Your task: Convert all of the rows below into a numbered list, leaving out any blank lines.

Material supplied:
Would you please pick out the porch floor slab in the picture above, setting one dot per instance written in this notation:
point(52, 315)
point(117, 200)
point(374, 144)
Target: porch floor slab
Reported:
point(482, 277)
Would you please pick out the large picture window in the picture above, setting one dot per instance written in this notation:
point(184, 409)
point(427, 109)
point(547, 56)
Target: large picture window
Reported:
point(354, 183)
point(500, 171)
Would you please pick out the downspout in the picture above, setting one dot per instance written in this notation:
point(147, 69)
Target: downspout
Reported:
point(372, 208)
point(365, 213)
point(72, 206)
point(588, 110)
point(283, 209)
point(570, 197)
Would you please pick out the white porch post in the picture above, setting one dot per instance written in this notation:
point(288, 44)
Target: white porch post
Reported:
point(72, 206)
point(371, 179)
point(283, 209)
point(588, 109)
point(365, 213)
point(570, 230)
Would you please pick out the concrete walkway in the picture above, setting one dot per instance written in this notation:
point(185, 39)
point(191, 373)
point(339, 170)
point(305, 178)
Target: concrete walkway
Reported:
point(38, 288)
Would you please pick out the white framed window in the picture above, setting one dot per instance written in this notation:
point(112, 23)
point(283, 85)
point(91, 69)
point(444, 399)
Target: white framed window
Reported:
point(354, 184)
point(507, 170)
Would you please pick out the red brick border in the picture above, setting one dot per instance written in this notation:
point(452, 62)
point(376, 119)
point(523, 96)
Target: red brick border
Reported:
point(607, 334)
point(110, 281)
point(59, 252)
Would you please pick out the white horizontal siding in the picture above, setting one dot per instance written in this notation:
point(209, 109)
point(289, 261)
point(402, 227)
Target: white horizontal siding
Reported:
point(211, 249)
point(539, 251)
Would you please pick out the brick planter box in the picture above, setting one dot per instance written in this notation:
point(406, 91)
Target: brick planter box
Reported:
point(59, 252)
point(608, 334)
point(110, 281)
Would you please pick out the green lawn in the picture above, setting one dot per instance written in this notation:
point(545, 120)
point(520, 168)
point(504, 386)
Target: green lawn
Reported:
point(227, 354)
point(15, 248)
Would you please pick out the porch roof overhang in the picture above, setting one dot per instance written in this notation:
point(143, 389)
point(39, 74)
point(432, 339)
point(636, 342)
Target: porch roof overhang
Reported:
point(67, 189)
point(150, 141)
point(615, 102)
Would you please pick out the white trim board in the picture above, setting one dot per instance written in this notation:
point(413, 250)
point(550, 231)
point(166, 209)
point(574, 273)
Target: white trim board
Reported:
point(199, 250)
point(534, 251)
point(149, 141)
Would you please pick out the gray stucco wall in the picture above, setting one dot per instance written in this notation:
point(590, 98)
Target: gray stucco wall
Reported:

Correct output:
1. Would you please pick out the porch floor slab in the picture above, setting one dot per instance written in this notation:
2. point(52, 315)
3. point(117, 200)
4. point(374, 144)
5. Target: porch floor slab
6. Reported:
7. point(482, 277)
8. Would you please pick out the large picture window in the picture above, setting one dot per instance written in this notation:
9. point(184, 409)
10. point(427, 109)
11. point(547, 56)
12. Target: large picture window
13. Reported:
14. point(354, 183)
15. point(500, 171)
16. Would you please pick out the downspout in the picture above, setting one dot per instance written in this notation:
17. point(147, 69)
18. Target: downspout
19. Reported:
20. point(372, 208)
21. point(365, 213)
22. point(72, 206)
23. point(588, 110)
24. point(283, 209)
25. point(570, 197)
26. Would you please pick out the white porch post in the picture above, setting one dot per instance written in this notation:
27. point(288, 44)
28. Target: white porch post
29. Reported:
30. point(72, 206)
31. point(371, 179)
32. point(283, 209)
33. point(588, 109)
34. point(365, 213)
35. point(570, 230)
36. Would you please pick out the concrete walkway in the picture above, setting one dot per instance written in this notation:
37. point(185, 39)
38. point(191, 373)
39. point(339, 170)
40. point(305, 178)
41. Target: concrete walkway
42. Reported:
43. point(38, 288)
44. Would you please pick out the white framed window in the picture above, setting one dot per instance written in this notation:
45. point(112, 23)
46. point(283, 85)
47. point(91, 69)
48. point(444, 399)
49. Target: white framed window
50. Reported:
51. point(354, 184)
52. point(507, 170)
53. Would you please pick out the red brick border in the picture above, setting one dot per instance written in this notation:
54. point(452, 62)
55. point(376, 119)
56. point(523, 96)
57. Target: red brick border
58. Reported:
59. point(607, 334)
60. point(110, 281)
61. point(59, 252)
62. Would you please pick out the white horizontal siding in the picture above, setting one dot per instance written in this notation:
63. point(209, 109)
64. point(289, 261)
65. point(402, 227)
66. Target: white horizontal siding
67. Reported:
68. point(211, 249)
69. point(539, 251)
70. Would you please pick out the brick planter box in the picture above, setting one dot per instance written in this notation:
71. point(406, 91)
72. Target: brick planter box
73. Reported:
74. point(59, 252)
75. point(608, 334)
76. point(110, 281)
77. Would you please pick out the green lawn in the picture above, setting one dot per instance written in this notation:
78. point(545, 120)
79. point(520, 168)
80. point(504, 386)
81. Target: green lawn
82. Reported:
83. point(227, 354)
84. point(15, 248)
85. Would you please pick out the porch roof overhang in the picture above, setting one dot per instance written in this notation:
86. point(143, 389)
87. point(39, 74)
88. point(432, 339)
89. point(636, 342)
90. Target: porch roof overhang
91. Reported:
92. point(67, 189)
93. point(150, 141)
94. point(615, 102)
95. Would you please pick out the white trim board in the picture above, setting one dot per instance written in this notation:
96. point(413, 250)
97. point(550, 231)
98. point(166, 209)
99. point(574, 273)
100. Target: white trim board
101. Reported:
102. point(199, 250)
103. point(534, 251)
104. point(149, 141)
105. Would you please pick out the gray stucco wall in the picture above, setting one dot per instance written in this notation:
106. point(590, 98)
107. Target: gray stucco wall
108. Reported:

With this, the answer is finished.